#### Texte source:
□ □ □ □ □ □ □

Progression de la coulée de lave entre septembre 2019 et février 2020. Le polygone blanc marque le bord du cratère sommital. Images : SENTINEL 2 - ESA/Copernicus

La comparaison d'images ci-dessus est toutefois trompeuse car elle suggère que la coulée a parcouru les 650 m à une vitesse régulière, ce qui n'est pas le cas. C'est la raison pour laquelle j'ai précisé plus haut "vitesse moyenne" car en fait elle avait déjà parcouru environ 400 m dès la mi-octobre, puis n'a quasiment pas progressé jusqu'en décembre, puis a repris sa progression pour parcourir les 200 et quelques derniers mètres entre décembre et février. L'activité effusive ne semble donc pas continue.

Comme je le précisais plus haut cette activité est mixte : des explosions ont parfois lieu. Elles restent modestes et peu fréquentes : cette activité éruptive ne pose donc, pour le moment, aucun problème grave...ce qui est le cas depuis qu'elle a démarré il y a 22 ans déjà.

Source: SENTINEL 2 ESA/Copernicus

Taal, Philippines, 311 m

L'éruption violemment explosive (probablement à cause de la présence d'eau en grande quantité) de janvier n'a pas repris. Il y a bien eu une phase d'émissions de cendres en faibles quantités dans les jours qui ont suivi mais globalement le calme est revenu pour le moment. Difficile de savoir si une nouvelle phase éruptive pourrait avoir lieu mais pour l'instant le PHIVOLCS ne semble décrire qu'une sismicité plutôt faible et dominée par de la fracturation.
Ce calme permet la remise en place progressive du lac qui avait en grande partie disparu pendant l'éruption.

Retour du lac dans le cratère de Volcano Island. Image : SENTINEL 2 - ESA/Copernicus
Bien que la situation soit plutôt calme pour le moment, elle mérite évidemment d'être suivie.

Sources: PHIVOLCS; SENTINEL 2 - ESA/Copernicus

Fuego, Guatemala, 3763 m

Ça fait vraiment longtemps que je n'ai rien publié concernant l'activité au Fuego, mais c'est tout simplement parce que, globalement, l'activité reste la même. Il s'agit là encore d'une activité strombolienne...et des fois on se demande même si ça n'est pas plutôt entre le strombolien et le vulcanien. Les explosions sont superbes, et arrosent de blocs toute la zone sommitale.
Ce n'est pas une activité éruptive directement dangereuse puisque les fragmentent retombent à proximité, roulent dans la pente mais sans atteindre les zones occupées par l'homme. Les cendres peuvent, parfois, être la cause d'une certaine gêne mais elles ne sont pas produites en grandes quantités en ce moment.


L'INSIVUMEH indique par ailleurs la présence d'une coulée de lave dans la partie haute de la ravine Cenizas (versant sud-ouest). C'est probablement cette coulée que l'on voit sur l'image satellite en date du 19 février, mais elle semblait alors vraiment courte et ressemblait plutôt à un amas de blocs chauds laissés là par une explosion récente (on voit d'autres blocs à haute température dispersés aux alentours sur cette image).

□ □ □ □ □ □ □

#### Données enregistrées:
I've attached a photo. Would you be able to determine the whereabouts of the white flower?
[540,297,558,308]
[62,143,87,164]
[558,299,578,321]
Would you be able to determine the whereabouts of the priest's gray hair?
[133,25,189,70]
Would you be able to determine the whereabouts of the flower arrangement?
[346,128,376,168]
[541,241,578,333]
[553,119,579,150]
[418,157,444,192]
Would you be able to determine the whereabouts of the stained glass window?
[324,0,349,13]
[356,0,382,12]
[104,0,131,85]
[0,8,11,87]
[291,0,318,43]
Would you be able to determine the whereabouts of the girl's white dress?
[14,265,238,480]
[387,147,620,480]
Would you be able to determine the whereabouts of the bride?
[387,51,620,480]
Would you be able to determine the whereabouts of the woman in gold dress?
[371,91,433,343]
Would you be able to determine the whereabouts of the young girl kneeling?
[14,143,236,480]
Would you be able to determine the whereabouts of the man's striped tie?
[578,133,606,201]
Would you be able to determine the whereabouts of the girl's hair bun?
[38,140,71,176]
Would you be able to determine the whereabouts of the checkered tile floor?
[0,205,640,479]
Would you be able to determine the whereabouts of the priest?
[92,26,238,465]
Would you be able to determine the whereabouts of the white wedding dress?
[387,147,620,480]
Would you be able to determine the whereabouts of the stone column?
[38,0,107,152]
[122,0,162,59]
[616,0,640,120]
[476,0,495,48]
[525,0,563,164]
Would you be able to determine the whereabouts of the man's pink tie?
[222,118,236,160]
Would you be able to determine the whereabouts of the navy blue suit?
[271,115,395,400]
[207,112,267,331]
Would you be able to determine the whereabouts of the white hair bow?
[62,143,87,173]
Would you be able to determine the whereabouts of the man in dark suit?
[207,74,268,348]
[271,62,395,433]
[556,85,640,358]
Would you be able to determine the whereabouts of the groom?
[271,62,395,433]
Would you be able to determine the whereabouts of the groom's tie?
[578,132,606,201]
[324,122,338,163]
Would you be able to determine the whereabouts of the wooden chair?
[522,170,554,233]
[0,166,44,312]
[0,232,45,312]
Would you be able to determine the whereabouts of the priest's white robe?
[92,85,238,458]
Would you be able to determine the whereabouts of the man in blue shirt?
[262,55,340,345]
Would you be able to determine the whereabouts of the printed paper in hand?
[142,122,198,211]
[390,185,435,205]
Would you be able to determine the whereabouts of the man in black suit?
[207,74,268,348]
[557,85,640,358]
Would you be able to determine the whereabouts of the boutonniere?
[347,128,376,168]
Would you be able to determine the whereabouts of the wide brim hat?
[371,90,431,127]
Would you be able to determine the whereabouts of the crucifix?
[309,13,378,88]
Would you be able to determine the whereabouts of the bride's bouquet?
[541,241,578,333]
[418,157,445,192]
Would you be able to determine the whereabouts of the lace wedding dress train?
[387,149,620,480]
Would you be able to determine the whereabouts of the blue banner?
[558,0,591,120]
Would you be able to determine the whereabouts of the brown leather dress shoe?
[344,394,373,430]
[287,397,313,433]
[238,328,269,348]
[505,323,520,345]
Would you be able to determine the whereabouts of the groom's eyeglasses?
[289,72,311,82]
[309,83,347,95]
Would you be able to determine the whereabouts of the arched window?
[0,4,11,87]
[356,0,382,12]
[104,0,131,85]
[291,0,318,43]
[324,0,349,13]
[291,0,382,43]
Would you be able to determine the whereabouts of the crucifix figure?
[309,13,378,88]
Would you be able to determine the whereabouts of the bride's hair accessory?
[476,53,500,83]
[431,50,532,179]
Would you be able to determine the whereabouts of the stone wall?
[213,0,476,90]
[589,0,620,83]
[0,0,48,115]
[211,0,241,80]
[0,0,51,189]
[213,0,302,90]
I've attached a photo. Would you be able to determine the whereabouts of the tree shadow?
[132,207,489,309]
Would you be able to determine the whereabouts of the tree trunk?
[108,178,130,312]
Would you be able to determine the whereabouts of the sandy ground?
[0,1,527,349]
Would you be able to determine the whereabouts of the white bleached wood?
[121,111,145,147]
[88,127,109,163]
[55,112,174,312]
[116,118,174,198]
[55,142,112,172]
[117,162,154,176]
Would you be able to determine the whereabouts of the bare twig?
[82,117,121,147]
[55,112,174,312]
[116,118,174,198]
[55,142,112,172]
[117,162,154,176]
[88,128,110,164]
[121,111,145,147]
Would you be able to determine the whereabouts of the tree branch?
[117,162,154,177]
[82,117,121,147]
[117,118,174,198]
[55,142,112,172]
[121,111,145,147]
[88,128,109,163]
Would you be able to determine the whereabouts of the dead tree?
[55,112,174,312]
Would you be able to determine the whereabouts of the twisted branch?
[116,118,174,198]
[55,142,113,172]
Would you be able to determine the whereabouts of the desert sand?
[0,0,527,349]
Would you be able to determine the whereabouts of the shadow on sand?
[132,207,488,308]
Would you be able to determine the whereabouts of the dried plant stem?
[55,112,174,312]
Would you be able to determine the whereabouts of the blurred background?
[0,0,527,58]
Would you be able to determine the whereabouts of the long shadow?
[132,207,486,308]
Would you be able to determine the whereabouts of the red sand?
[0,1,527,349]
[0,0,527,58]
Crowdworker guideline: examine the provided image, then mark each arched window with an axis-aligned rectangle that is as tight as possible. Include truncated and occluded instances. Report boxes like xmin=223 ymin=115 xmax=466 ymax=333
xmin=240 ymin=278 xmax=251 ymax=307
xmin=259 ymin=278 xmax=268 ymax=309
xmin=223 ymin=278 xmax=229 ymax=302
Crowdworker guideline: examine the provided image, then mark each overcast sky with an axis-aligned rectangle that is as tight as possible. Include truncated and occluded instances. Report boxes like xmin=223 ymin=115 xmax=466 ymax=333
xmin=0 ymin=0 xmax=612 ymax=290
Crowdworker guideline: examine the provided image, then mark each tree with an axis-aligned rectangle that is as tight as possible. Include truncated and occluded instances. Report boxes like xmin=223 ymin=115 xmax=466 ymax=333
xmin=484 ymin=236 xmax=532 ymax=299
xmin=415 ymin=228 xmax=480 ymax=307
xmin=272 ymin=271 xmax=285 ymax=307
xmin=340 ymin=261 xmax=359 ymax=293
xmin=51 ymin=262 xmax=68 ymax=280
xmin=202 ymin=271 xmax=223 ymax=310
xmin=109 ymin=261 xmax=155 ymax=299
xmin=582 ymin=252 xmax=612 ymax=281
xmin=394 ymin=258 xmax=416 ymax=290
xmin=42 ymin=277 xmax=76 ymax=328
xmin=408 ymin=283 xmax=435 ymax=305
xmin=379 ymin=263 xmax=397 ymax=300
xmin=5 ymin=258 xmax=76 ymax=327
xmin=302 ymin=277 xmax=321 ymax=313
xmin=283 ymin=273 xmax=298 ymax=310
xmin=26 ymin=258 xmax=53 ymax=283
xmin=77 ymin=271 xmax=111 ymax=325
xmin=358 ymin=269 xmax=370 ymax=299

□ □ □ □ □ □ □

#### Consigne:
Recopiez mot pour mot le passage du texte sur les volcans qui va de « Ce n'est pas » jusqu'à « sur cette image). » inclus.

#### Corrigé:
Ce n'est pas une activité éruptive directement dangereuse puisque les fragmentent retombent à proximité, roulent dans la pente mais sans atteindre les zones occupées par l'homme. Les cendres peuvent, parfois, être la cause d'une certaine gêne mais elles ne sont pas produites en grandes quantités en ce moment.


L'INSIVUMEH indique par ailleurs la présence d'une coulée de lave dans la partie haute de la ravine Cenizas (versant sud-ouest). C'est probablement cette coulée que l'on voit sur l'image satellite en date du 19 février, mais elle semblait alors vraiment courte et ressemblait plutôt à un amas de blocs chauds laissés là par une explosion récente (on voit d'autres blocs à haute température dispersés aux alentours sur cette image).